◆ **TESTO DELL'ESERCIZIO**
• • • • • • •

Nelle regioni italiche, non trovando la pianta condizioni climatiche favorevoli, ben presto inselvatichì passando da fruttifera a legna usata per usi domestici.
Ancora i Romani chiamarono “frastuchera locus” lo spazio, il luogo o posto dove si produceva il pistacchio.
A questo punto bisognerà fare un salto di circa otto secoli ed arrivare, attorno al 900 dopo Cristo, alla presenza araba nell’isola.
Questi, gli Arabi, erano sbarcati in Sicilia e più precisamente a Marsala (letteralmente porto d’Alì) nell’827 e divenuti padroni dell’intera isola attorno al 902, in quegli anni ne iniziarono la coltivazione “inestando li salvatichi cò la coltivazione diventano domestichi”, per via di marze.
Di questi ultimi, ancor oggi, nella parlata dialettale conserviamo i termini “frastuca e frastucara” che stanno ad indicare rispettivamente il frutto e la pianta. Termini corrotti derivanti dall’arabo “fristach” e “frastuch”.
Naturalmente trattasi di traslitterazione dal momento che il suono della “p” mancando in lingua araba viene reso con la “f” o la “b”.

• • • • • • •

◆ **COMPITO**
Riscrivi il tratto del testo sul pistacchio da "Nelle regioni italiche, non" fino a "per usi domestici.", sostituendo "usi domestici" con "scopi domestici". Le voci provengono da una fonte diversa da quella del testo.

• • • • • • •

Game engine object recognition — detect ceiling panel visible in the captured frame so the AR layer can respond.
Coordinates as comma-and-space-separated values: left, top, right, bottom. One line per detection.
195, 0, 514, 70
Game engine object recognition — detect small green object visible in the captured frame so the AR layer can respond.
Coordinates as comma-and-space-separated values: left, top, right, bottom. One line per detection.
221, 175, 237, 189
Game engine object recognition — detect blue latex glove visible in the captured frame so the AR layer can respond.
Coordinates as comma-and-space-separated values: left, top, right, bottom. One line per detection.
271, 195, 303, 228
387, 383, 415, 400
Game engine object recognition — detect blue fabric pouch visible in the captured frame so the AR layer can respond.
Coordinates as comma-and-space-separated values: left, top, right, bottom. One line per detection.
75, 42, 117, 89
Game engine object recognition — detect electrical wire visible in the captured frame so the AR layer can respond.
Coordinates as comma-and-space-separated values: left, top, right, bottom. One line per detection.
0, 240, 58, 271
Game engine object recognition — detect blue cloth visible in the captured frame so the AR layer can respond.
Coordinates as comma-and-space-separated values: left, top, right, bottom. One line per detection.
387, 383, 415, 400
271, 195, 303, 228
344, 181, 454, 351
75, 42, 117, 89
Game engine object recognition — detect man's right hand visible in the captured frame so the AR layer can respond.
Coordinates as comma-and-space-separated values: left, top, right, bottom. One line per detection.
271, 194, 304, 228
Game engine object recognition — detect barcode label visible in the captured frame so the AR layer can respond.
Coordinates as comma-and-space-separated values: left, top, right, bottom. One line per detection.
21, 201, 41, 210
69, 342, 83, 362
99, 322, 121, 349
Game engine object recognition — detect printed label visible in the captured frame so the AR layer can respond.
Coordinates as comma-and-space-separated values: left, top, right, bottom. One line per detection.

• • • • • • •

◆ **SOLUZIONE**
Nelle regioni italiche, non trovando la pianta condizioni climatiche favorevoli, ben presto inselvatichì passando da fruttifera a legna usata per scopi domestici.